• [Source document]:
Why this need, this necessity for a "mutation"?

In biology, mutations are constant. The evolution of the species can only go in that direction. If we look at the planet's history, we see that mutations are part of a natural adaptation. In all economic models, liberal or otherwise, mutation plays a key role. I love rats because they are mutants. Mutation is the survival of the species. Its DNA…a sort of continual growth You have to survive and adapt, and that's what allows us to look forward to a better future.

• [Instructions]:
**1.** Answer these questions from the passage on mutation:
(a) What does the passage say mutations are part of, judging by the planet's history?
(b) In which models does mutation play a key role?
(c) Which animal does the speaker say they love, and for what reason?
**2.** Write out the part of the passage on mutation between "In biology, mutations" and "a better future.", inclusive, without changing a word.

• [Data under study]:
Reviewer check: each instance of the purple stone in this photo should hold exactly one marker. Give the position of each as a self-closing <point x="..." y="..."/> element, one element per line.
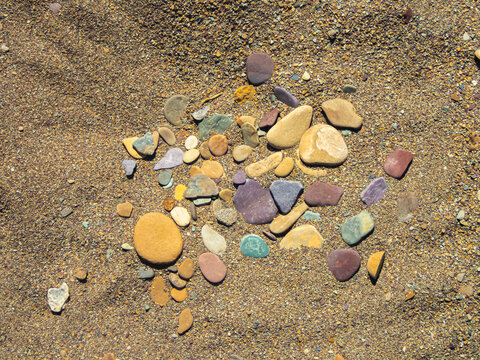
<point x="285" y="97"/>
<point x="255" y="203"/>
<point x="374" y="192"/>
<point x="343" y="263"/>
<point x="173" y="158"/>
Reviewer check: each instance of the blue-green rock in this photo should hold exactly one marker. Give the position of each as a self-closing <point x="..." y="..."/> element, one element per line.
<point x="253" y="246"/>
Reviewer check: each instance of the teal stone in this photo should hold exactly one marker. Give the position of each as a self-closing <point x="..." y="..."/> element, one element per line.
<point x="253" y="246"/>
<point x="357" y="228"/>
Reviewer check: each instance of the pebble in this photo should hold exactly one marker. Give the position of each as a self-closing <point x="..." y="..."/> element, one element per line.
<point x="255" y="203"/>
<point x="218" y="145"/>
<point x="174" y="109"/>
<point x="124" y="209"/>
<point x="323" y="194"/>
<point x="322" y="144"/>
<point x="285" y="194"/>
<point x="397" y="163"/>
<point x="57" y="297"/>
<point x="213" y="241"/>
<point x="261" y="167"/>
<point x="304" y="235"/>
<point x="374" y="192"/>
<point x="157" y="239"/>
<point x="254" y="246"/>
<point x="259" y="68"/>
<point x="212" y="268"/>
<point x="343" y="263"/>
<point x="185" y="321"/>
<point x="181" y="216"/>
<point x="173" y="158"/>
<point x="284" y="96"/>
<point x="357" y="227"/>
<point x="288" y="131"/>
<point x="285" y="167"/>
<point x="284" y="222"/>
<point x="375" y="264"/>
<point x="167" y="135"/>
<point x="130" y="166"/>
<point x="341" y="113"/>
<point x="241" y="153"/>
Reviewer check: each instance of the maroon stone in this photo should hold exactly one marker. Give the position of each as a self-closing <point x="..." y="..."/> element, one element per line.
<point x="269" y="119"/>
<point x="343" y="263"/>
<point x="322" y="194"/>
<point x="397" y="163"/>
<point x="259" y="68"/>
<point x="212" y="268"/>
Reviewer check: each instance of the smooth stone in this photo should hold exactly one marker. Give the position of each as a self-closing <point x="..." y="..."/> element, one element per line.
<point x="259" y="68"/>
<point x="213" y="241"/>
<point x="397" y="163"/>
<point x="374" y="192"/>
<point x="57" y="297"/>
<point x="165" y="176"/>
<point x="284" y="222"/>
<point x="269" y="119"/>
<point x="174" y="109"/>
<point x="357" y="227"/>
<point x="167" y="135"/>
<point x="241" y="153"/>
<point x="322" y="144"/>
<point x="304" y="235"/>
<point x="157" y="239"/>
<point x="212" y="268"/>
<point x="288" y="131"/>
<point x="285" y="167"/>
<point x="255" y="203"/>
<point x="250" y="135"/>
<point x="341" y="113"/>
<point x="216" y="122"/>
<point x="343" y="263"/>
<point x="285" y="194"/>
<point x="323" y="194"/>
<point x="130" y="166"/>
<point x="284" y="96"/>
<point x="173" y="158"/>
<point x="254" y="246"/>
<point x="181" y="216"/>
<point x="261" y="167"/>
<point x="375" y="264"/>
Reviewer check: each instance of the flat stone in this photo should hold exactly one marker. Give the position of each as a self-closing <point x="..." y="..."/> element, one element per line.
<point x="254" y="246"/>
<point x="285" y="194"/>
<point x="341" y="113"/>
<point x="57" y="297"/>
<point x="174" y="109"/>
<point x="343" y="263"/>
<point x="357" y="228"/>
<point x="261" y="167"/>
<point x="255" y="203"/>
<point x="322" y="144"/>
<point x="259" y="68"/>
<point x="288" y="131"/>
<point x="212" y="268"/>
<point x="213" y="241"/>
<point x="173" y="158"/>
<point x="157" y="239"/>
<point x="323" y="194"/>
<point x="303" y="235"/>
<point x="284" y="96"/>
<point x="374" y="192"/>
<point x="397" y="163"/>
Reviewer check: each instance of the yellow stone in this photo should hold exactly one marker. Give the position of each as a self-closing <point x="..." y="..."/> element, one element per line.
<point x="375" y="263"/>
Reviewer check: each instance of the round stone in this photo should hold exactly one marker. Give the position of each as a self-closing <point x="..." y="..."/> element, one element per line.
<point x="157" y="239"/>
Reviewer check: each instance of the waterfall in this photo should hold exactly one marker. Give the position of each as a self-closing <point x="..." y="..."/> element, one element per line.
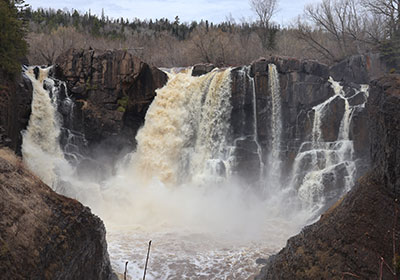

• [Solutions by task]:
**1.**
(a) A natural adaptation.
(b) All economic models, liberal or otherwise.
(c) Rats, because they are mutants.

**2.**
In biology, mutations are constant. The evolution of the species can only go in that direction. If we look at the planet's history, we see that mutations are part of a natural adaptation. In all economic models, liberal or otherwise, mutation plays a key role. I love rats because they are mutants. Mutation is the survival of the species. Its DNA…a sort of continual growth You have to survive and adapt, and that's what allows us to look forward to a better future.